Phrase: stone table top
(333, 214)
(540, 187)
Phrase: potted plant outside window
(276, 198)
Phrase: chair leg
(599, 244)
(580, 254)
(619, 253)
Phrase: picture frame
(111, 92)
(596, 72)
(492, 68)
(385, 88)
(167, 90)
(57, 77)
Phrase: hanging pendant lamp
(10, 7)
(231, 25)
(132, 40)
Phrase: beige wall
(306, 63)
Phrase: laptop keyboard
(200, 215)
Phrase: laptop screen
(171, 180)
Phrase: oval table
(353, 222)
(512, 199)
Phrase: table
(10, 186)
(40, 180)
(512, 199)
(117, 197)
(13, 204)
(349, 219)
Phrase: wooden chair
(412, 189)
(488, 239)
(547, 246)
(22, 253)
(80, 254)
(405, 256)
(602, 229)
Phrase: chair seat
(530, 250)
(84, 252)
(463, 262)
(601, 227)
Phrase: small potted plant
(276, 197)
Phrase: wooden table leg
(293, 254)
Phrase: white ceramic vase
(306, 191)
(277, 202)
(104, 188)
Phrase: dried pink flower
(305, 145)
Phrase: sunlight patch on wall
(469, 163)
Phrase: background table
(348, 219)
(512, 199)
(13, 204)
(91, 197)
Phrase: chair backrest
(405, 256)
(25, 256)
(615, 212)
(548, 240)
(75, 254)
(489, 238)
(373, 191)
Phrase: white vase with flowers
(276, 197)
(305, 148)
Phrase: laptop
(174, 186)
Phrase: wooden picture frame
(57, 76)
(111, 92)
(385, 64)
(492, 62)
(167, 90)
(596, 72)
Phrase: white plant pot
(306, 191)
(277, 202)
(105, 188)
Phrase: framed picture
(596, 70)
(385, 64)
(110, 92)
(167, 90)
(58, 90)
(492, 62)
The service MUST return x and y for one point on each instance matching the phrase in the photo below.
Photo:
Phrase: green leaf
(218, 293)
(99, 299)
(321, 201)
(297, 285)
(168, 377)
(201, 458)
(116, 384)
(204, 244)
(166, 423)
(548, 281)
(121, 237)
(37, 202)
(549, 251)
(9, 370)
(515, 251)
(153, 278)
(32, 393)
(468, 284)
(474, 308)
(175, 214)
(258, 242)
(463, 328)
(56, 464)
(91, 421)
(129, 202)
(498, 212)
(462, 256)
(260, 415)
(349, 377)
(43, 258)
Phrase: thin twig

## INSTRUCTIONS FOR THE TASK
Exactly as written, restate every line of the listing above.

## ANSWER BOX
Phrase: stone table top
(333, 214)
(540, 187)
Phrase: potted plant outside window
(276, 198)
Phrase: chair leg
(599, 244)
(580, 254)
(619, 253)
Phrase: picture frame
(111, 92)
(596, 72)
(492, 68)
(385, 88)
(167, 90)
(57, 77)
Phrase: hanging pendant lamp
(10, 7)
(231, 25)
(132, 40)
Phrase: beige wall
(306, 63)
Phrase: laptop keyboard
(200, 215)
Phrase: laptop screen
(171, 180)
Phrase: oval table
(353, 222)
(512, 199)
Phrase: table
(10, 186)
(40, 180)
(512, 199)
(117, 197)
(13, 204)
(349, 219)
Phrase: wooden chair
(412, 189)
(488, 239)
(547, 246)
(22, 253)
(80, 254)
(405, 256)
(602, 229)
Phrase: chair seat
(530, 250)
(84, 252)
(463, 262)
(601, 227)
Phrase: small potted plant
(276, 197)
Phrase: wooden table leg
(293, 254)
Phrase: white ceramic vase
(306, 191)
(277, 202)
(104, 188)
Phrase: dried pink flower
(305, 145)
Phrase: sunlight patch on wall
(469, 163)
Phrase: background table
(348, 219)
(512, 199)
(13, 204)
(91, 197)
Phrase: chair backrest
(405, 256)
(25, 256)
(615, 212)
(548, 240)
(75, 254)
(489, 238)
(373, 191)
Phrase: white vase with flowers
(276, 197)
(305, 148)
Phrase: laptop
(174, 186)
Phrase: wooden picture frame
(57, 76)
(111, 92)
(385, 64)
(492, 62)
(167, 90)
(596, 72)
Phrase: white plant pot
(306, 191)
(277, 202)
(105, 188)
Phrase: framed picture
(596, 70)
(385, 64)
(110, 92)
(167, 90)
(58, 90)
(492, 62)
The service MUST return x and y for one point on each instance matching the phrase in the photo below.
Photo:
Phrase: green leaf
(218, 293)
(99, 299)
(321, 201)
(297, 285)
(168, 377)
(201, 458)
(116, 384)
(204, 244)
(166, 423)
(548, 281)
(121, 237)
(37, 202)
(549, 251)
(9, 370)
(515, 251)
(153, 278)
(32, 393)
(468, 284)
(474, 308)
(175, 214)
(258, 242)
(463, 328)
(56, 464)
(91, 421)
(129, 202)
(498, 212)
(462, 256)
(260, 415)
(349, 377)
(43, 258)
Phrase: thin twig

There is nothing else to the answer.